== Your task ==
Write how many lines in the records below include the string "white". No other text should be given.

== Exercise input ==
= = = = =

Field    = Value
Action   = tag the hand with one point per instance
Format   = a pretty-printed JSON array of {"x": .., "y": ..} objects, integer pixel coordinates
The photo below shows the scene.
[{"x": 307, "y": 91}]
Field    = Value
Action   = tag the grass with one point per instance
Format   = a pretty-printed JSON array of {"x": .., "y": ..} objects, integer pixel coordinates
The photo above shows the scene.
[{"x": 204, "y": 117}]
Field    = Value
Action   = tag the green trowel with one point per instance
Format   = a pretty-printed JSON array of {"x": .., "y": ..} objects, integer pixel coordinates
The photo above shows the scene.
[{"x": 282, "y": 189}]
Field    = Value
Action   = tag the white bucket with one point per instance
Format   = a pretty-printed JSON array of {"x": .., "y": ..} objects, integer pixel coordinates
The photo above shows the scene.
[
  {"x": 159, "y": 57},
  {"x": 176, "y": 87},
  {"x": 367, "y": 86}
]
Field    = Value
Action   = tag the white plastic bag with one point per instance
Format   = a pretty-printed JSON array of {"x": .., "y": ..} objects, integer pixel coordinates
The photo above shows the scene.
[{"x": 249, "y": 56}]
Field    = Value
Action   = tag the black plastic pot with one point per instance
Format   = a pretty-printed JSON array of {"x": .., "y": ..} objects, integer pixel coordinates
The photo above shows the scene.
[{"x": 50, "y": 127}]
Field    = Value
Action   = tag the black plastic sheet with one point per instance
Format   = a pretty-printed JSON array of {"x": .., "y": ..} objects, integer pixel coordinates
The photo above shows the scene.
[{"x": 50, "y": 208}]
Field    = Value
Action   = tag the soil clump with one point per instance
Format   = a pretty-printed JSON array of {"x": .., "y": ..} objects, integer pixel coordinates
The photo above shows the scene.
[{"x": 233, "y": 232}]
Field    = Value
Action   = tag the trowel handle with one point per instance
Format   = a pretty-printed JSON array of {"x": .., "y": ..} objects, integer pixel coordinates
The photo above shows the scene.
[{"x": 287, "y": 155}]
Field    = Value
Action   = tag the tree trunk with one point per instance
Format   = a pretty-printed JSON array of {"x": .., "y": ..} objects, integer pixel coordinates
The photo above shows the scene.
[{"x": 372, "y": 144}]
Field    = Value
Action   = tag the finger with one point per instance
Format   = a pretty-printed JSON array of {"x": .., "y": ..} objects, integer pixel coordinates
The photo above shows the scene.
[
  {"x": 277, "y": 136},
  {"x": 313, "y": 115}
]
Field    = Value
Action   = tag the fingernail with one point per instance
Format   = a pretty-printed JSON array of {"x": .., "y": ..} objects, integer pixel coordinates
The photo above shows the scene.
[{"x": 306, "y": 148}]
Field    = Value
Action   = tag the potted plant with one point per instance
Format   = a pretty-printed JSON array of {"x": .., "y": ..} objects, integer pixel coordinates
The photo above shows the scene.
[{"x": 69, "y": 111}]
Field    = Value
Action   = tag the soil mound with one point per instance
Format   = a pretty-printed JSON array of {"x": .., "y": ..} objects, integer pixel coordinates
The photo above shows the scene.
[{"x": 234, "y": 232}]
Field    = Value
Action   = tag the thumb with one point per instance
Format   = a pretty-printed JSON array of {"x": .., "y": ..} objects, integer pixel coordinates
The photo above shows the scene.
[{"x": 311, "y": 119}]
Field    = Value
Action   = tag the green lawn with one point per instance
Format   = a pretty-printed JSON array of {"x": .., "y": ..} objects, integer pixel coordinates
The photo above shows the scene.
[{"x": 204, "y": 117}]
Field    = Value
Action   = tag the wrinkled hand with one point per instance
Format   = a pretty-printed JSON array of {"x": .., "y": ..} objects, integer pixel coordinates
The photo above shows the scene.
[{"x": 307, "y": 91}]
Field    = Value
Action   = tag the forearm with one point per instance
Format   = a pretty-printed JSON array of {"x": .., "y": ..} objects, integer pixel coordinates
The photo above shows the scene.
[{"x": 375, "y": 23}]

= = = = =

== Solution to this task ==
2